── TRECHO DA PÁGINA
Cidade Invisível – Tão brasileira quanto a bandeira dos EUA

A proposta de Cidade Invisível (2021), lançado pela Netflix, com roteiro assinado por Raphael Draccon e Caroline Munhóz, e produção de Carlos Saldanha, é sobre uma trama que envolve seres do nosso folclore brasileiro, como se somente essa transposição de abecedário fosse necessária para que a obra carregasse a brasilidade que tanto entoam no discurso de divulgação. Caindo nessa armadilha, a série é tudo, menos “brasileira”.

A série começa com a antropóloga Gabriela Alves (Julia Konrad) numa festa junina com sua filha. Ao iniciar um misterioso incêndio (não sei porque seria “misterioso”, já que tal festa junina é promovida dentro de uma mata quase fechada por copa de árvores, um atípico ambiente para colocar luzes e fogueiras, diferente das habituais clareiras e espaços juninos pelo Brasil), Gabriela procura a filha e acaba morrendo, causando traumas no policial ambiental Eric (Marco Pigossi), o protagonista da série. É através de sua ótica que a história se desenvolve, entre Botos e Curupiras.
────
* _QUESTÃO A_
Segundo a crítica sobre Cidade Invisível, quem é o protagonista da série?
* _QUESTÃO B_
Dê sequência à crítica sobre Cidade Invisível a partir da última frase apresentada.
── DADOS FORNECIDOS
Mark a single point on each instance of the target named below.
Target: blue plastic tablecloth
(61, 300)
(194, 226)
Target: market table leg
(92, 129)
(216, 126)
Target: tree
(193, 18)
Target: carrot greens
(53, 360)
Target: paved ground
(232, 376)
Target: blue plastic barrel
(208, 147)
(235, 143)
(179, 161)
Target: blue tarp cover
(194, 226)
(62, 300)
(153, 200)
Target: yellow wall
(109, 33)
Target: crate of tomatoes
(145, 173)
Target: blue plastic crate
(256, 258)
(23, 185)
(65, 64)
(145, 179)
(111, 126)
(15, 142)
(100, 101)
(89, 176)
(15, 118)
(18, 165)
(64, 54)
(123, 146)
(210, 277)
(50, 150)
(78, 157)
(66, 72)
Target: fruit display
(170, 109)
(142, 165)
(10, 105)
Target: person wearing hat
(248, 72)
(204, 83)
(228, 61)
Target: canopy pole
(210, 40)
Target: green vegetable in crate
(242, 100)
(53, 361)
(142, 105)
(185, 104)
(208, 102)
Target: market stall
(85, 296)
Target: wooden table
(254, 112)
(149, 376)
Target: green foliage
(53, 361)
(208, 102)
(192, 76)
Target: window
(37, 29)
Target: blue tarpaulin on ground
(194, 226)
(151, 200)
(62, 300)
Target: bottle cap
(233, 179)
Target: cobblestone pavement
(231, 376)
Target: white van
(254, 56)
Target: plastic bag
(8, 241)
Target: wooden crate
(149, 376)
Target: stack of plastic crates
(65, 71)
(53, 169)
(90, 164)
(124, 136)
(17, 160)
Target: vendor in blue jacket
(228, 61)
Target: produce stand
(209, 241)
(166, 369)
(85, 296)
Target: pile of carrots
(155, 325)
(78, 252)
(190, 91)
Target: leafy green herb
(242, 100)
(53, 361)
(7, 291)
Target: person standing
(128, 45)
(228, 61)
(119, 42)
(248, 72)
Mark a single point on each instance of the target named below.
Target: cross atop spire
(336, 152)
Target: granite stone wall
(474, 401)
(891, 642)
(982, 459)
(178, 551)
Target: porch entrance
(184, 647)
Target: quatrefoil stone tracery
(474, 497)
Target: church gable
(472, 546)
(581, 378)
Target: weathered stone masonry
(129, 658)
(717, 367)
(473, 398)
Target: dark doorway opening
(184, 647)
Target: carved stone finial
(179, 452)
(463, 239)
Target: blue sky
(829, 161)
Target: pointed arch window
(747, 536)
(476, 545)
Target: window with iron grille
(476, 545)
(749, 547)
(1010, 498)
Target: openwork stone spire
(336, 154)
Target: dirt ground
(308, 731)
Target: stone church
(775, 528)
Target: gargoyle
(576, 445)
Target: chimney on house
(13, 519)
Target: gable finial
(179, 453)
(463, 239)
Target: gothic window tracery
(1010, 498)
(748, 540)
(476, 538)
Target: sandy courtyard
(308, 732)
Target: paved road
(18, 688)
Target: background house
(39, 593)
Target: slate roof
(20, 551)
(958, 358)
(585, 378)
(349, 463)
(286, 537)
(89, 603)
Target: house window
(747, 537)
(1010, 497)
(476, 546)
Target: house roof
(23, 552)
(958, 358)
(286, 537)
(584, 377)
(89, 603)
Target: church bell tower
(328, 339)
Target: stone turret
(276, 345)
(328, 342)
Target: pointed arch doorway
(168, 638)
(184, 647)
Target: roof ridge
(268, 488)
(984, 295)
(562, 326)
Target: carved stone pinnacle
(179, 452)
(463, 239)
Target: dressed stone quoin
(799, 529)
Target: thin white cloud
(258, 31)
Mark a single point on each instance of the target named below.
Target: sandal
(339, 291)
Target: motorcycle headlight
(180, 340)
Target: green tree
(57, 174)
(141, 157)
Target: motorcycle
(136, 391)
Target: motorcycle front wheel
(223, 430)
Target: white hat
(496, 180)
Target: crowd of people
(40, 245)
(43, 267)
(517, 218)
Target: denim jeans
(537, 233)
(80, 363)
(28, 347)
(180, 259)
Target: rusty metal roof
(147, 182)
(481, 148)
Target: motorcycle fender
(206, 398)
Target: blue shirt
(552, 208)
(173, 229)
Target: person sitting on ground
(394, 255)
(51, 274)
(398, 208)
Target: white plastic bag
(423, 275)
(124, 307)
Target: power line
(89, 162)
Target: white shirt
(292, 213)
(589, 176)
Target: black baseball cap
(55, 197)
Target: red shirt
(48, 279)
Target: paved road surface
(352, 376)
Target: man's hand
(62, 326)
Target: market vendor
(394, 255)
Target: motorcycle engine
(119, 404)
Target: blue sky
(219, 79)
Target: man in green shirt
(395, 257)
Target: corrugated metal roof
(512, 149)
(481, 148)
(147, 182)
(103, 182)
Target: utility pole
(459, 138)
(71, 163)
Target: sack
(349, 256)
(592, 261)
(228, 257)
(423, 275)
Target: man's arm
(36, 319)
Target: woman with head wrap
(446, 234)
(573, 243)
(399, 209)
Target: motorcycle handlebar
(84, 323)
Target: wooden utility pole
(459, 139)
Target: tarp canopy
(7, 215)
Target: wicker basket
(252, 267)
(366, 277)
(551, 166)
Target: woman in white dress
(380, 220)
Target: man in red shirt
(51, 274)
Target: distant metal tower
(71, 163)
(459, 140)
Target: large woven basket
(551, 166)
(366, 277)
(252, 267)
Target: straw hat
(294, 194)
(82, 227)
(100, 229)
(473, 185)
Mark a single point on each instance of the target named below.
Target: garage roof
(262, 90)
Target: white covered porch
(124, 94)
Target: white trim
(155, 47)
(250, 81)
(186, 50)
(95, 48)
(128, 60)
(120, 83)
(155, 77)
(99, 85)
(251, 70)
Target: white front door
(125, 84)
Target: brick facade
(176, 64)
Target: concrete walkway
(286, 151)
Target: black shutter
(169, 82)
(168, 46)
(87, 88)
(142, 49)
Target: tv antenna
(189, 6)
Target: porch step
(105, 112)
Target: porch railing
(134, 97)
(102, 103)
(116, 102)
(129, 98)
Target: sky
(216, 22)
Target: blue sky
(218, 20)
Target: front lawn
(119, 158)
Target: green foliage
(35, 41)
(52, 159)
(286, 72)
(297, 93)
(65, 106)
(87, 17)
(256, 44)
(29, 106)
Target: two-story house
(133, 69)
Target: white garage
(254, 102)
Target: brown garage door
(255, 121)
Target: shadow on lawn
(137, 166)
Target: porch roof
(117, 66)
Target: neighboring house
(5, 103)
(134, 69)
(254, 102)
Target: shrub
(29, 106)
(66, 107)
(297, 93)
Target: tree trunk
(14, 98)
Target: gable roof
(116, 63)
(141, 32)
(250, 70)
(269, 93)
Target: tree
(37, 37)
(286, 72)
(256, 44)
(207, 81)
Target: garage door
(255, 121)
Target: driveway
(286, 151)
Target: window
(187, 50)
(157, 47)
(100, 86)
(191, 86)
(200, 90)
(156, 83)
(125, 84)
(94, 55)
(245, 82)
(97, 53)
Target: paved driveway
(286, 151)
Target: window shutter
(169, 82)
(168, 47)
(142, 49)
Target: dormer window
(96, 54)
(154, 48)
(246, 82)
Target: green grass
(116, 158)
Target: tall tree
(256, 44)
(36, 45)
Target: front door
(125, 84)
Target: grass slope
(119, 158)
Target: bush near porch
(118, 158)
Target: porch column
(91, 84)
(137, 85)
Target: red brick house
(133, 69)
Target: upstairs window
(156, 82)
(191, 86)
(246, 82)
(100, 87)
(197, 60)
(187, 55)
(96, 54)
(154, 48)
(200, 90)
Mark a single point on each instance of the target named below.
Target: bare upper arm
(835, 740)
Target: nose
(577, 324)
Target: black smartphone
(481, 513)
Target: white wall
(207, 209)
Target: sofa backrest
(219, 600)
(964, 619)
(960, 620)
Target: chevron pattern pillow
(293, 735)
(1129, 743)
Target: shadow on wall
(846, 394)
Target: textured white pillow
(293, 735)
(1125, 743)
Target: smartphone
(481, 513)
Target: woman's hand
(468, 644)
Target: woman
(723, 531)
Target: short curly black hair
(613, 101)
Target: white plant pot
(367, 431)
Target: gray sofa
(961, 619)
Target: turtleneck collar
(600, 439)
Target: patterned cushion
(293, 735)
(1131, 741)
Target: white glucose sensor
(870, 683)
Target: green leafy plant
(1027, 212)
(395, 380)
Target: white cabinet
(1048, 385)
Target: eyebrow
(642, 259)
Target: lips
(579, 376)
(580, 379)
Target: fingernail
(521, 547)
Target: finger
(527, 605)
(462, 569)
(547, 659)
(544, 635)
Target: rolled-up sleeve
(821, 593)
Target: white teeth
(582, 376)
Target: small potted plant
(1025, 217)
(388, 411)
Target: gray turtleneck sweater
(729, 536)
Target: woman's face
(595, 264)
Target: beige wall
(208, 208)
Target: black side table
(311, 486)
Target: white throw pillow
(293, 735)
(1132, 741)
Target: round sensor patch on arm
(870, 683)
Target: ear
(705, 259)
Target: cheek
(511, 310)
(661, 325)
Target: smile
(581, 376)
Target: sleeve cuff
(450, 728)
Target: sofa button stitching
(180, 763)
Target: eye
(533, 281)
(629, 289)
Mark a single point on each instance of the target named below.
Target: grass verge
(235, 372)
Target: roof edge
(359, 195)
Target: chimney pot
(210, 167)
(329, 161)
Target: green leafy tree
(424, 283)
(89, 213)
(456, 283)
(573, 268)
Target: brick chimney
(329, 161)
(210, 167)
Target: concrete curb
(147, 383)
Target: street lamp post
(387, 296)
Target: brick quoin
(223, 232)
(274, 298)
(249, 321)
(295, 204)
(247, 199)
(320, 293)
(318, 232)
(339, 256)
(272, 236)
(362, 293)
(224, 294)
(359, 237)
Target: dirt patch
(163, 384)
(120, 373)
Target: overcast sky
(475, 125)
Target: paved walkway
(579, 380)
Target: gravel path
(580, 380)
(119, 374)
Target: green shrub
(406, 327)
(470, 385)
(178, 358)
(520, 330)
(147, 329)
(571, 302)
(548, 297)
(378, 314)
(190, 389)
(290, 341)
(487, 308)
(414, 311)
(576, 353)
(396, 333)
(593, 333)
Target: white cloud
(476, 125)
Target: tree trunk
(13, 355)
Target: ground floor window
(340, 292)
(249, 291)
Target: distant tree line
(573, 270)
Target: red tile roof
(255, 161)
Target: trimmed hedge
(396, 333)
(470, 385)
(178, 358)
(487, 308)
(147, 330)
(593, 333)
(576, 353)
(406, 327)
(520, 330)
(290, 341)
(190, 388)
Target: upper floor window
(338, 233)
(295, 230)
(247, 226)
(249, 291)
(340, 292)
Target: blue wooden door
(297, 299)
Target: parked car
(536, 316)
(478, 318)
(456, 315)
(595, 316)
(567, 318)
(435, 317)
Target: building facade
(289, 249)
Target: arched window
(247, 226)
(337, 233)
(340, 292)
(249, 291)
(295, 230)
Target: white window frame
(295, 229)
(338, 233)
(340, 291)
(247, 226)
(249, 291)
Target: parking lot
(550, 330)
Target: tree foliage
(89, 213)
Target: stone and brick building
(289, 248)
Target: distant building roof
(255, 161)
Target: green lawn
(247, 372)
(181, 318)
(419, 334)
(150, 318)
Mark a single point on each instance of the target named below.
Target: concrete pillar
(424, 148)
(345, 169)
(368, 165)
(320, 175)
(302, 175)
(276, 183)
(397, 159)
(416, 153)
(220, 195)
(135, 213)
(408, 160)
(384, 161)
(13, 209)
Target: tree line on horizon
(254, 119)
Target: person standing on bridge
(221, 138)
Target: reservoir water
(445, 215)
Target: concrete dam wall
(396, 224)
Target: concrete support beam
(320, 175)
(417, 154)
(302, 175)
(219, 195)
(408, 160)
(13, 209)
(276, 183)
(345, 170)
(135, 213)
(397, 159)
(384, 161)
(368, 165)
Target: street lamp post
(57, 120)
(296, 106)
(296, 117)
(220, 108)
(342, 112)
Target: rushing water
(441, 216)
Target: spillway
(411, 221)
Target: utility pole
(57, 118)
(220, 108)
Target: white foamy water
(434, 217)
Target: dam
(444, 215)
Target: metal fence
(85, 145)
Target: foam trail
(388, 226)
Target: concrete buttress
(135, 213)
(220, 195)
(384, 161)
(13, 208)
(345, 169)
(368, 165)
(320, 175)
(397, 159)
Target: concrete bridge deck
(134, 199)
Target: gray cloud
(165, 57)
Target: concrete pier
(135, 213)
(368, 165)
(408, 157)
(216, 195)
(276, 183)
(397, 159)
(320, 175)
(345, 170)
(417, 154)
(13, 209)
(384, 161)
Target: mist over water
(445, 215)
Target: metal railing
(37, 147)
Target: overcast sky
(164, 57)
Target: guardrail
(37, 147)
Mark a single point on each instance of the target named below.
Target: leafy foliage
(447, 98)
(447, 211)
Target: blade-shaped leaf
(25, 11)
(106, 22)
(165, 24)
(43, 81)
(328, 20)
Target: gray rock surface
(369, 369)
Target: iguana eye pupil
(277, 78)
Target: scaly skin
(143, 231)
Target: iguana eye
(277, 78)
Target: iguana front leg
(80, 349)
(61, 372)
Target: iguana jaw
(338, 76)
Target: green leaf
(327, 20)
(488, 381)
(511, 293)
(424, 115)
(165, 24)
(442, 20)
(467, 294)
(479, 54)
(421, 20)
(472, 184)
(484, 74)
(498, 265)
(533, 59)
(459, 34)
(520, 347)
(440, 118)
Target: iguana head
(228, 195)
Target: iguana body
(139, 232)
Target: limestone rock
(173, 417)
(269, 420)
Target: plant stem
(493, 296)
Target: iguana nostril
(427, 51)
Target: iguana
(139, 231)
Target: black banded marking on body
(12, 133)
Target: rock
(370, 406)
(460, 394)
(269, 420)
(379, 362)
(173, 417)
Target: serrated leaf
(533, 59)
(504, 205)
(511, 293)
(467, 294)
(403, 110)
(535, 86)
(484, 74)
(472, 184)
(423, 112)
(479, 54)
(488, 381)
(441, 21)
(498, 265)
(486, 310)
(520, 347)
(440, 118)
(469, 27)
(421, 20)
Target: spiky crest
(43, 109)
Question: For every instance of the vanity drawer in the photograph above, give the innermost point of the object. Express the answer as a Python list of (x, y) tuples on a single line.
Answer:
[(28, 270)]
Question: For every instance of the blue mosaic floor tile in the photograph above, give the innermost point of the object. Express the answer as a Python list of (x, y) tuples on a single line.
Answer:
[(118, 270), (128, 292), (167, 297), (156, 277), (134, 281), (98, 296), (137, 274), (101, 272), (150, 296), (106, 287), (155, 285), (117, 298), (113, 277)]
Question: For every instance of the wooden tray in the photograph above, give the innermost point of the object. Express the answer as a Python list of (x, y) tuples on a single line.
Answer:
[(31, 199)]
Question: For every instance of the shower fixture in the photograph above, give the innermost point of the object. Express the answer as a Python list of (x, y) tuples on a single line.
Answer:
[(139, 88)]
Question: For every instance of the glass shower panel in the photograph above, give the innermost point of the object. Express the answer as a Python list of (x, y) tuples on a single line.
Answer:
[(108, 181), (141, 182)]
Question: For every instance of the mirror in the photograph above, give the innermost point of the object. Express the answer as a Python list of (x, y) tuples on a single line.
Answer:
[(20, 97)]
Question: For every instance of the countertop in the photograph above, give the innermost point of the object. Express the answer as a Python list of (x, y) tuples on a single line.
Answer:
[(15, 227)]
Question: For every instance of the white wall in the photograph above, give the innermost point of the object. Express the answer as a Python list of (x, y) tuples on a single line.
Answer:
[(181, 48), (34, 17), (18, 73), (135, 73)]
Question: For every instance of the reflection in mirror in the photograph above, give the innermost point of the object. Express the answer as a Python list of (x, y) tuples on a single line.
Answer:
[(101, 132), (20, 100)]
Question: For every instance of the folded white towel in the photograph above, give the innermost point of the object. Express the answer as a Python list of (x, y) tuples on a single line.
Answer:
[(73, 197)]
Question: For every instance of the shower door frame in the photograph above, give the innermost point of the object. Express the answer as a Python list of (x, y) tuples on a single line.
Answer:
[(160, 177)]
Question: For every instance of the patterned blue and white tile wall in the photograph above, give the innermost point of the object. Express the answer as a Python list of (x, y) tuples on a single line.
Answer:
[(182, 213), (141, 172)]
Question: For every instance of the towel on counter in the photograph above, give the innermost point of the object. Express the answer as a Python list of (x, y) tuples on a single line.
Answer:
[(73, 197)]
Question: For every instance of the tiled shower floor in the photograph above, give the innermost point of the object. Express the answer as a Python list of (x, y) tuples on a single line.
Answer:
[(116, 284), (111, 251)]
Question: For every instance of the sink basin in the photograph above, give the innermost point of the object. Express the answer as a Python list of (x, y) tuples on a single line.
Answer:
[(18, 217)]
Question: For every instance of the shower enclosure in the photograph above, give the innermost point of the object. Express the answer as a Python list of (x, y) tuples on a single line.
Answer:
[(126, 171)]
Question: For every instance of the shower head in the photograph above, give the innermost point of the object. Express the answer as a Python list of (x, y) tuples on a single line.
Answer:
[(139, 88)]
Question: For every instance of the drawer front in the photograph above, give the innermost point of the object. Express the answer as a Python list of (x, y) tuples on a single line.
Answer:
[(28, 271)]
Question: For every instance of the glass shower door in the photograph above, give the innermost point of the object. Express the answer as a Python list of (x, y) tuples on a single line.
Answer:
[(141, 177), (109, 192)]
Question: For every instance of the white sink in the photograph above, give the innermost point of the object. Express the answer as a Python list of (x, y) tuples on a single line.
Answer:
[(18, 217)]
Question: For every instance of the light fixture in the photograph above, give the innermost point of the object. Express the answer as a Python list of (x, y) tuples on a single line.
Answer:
────
* _RESULTADO DO EXERCÍCIO A_
O policial ambiental Eric, interpretado por Marco Pigossi.

* _RESULTADO DO EXERCÍCIO B_
Interessante notar esse protagonismo: Eric é o típico homem branco urbano, que sua construção precisa ser revestida de um certo “poder de polícia” mesmo ambiental. É nessa posição urbana que ele protagoniza a investigação, a salvação e o combate no campo rural. Não difere muito do homem branco colonizador vindo do Urbano que, para adentrar no Brasil Amazônico e Sertânico, precisava se titular nas histórias como “O Bem”, para livrar da “selvageria” dos não-urbanos, os rurais e suas crenças, sejam como vilões ou salvados.

Muitas histórias do Brasil são contadas erroneamente desse ponto de vista, como o próprio Ariano Suassuna – um dos maiores intérpretes da cultura brasileira – relata que João Pessoa (assassino de seu pai) tinha costume de colocar o Urbano como o Bem e o Rural como o Mal. Desse modo, Ariano, em suas obras, fazia o contrário como forma compensatória: suas histórias mostravam um benéfico e minoritário Rural, com lindas tradições, sempre resistindo aos malefícios de muitos Urbanos, com suas imposições e massacres.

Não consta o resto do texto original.